··· Brano di esercizio

Il prof. Joseph Eron della University of North Carolina di Chapel Hill ha presentato i risultati di uno studio di fase 1b su lenacapavir più teropavimab e zinlirvimab, due anticorpi attualmente allo studio presso Gilead Sciences.

Il lenacapavir è un inibitore del capside dell'HIV approvato per trattare pazienti con fallimenti terapeutici alle spalle e con ceppi virali multiresistenti. Viene somministrato per via iniettiva una volta ogni sei mesi. Entrambi i bnAbs sono stati modificati per prolungarne l'emivita e consentire una somministrazione meno frequente.

······

Uso delle informazioni>
A. Rispondi a queste domande sul brano relativo al lenacapavir, una per riga:
(i) Di quale università è il prof. Joseph Eron?
(ii) Presso quale azienda sono allo studio teropavimab e zinlirvimab?
(iii) Ogni quanto viene somministrato il lenacapavir?
B. Come si legge il passo del brano sul lenacapavir da "Il prof. Joseph" a "somministrazione meno frequente." se si mette "dodici mesi" al posto di "sei mesi"? Riscrivilo con questa sostituzione.
C. Come prosegue il brano sul lenacapavir dopo la sua ultima frase? Scrivine il seguito.

··· Dati forniti

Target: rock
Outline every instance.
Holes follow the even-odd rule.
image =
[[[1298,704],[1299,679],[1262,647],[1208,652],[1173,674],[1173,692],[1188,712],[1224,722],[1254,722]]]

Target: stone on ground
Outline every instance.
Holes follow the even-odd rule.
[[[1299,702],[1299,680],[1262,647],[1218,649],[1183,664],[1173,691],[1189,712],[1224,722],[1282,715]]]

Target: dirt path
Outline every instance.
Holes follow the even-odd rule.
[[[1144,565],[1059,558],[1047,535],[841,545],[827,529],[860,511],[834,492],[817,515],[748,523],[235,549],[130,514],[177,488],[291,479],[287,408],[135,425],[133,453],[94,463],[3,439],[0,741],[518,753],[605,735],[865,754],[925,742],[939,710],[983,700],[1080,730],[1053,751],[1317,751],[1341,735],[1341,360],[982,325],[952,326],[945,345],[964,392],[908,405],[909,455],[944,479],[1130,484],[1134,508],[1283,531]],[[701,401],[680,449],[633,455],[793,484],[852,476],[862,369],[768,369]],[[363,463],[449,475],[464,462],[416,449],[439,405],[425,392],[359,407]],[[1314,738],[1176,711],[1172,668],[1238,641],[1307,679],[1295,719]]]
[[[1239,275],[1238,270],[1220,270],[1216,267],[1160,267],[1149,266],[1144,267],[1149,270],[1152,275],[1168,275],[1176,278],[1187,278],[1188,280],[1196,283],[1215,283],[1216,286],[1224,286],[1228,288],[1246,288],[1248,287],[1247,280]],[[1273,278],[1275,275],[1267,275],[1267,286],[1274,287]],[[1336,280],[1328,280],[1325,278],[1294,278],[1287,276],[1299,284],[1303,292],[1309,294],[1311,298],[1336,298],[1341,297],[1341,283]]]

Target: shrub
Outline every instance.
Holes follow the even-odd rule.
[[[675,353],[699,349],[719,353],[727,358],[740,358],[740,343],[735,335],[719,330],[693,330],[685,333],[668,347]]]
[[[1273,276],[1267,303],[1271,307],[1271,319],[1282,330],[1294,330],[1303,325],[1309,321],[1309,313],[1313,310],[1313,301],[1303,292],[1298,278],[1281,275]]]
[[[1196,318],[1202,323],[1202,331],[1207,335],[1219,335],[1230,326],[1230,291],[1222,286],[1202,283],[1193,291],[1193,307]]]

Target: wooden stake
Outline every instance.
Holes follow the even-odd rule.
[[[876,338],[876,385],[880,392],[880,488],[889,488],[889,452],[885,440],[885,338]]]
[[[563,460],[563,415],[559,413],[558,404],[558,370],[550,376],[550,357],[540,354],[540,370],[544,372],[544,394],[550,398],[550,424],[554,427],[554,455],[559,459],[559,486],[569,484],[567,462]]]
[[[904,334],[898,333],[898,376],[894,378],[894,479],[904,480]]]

······

Risposte ai compiti>
A.
(i) La University of North Carolina di Chapel Hill.
(ii) Presso Gilead Sciences.
(iii) Una volta ogni sei mesi, per via iniettiva.

B.
Il prof. Joseph Eron della University of North Carolina di Chapel Hill ha presentato i risultati di uno studio di fase 1b su lenacapavir più teropavimab e zinlirvimab, due anticorpi attualmente allo studio presso Gilead Sciences.

Il lenacapavir è un inibitore del capside dell'HIV approvato per trattare pazienti con fallimenti terapeutici alle spalle e con ceppi virali multiresistenti. Viene somministrato per via iniettiva una volta ogni dodici mesi. Entrambi i bnAbs sono stati modificati per prolungarne l'emivita e consentire una somministrazione meno frequente.

C.
All'inizio della sperimentazione, dopo aver interrotto il regime antiretrovirale che stavano assumendo, tutti e 20 i partecipanti hanno ricevuto una somministrazione di lenacapavir per via orale, due iniezioni sottocutanee di lenacapavir e un'infusione endovenosa di teropavimab (30mg/kg). Sono poi stati randomizzati per ricevere infusioni di zinlirvimab da 10mg/kg oppure da 30mg/kg.

Alla Conferenza sono stati presentati i primi risultati di questo studio. Lenacapavir, teropavimab e zinlirvimab si sono mantenuti ben al di sopra dei livelli terapeutici, e il 90% dei partecipanti in entrambi i gruppi di dosaggio hanno mantenuto la soppressione virale per sei mesi. Il trattamento si è dimostrato sicuro e generalmente ben tollerato.

Condizione per la partecipazione allo studio era avere un ceppo virale sensibile sia a teropavimab che a zinlirvimab: oltre la metà dei potenziali partecipanti è stata esclusa per questo motivo. È stato avviato un nuovo studio che ha arruolato 11 persone con sensibilità al teropavimab o allo zinlirvimab, ma non a entrambi.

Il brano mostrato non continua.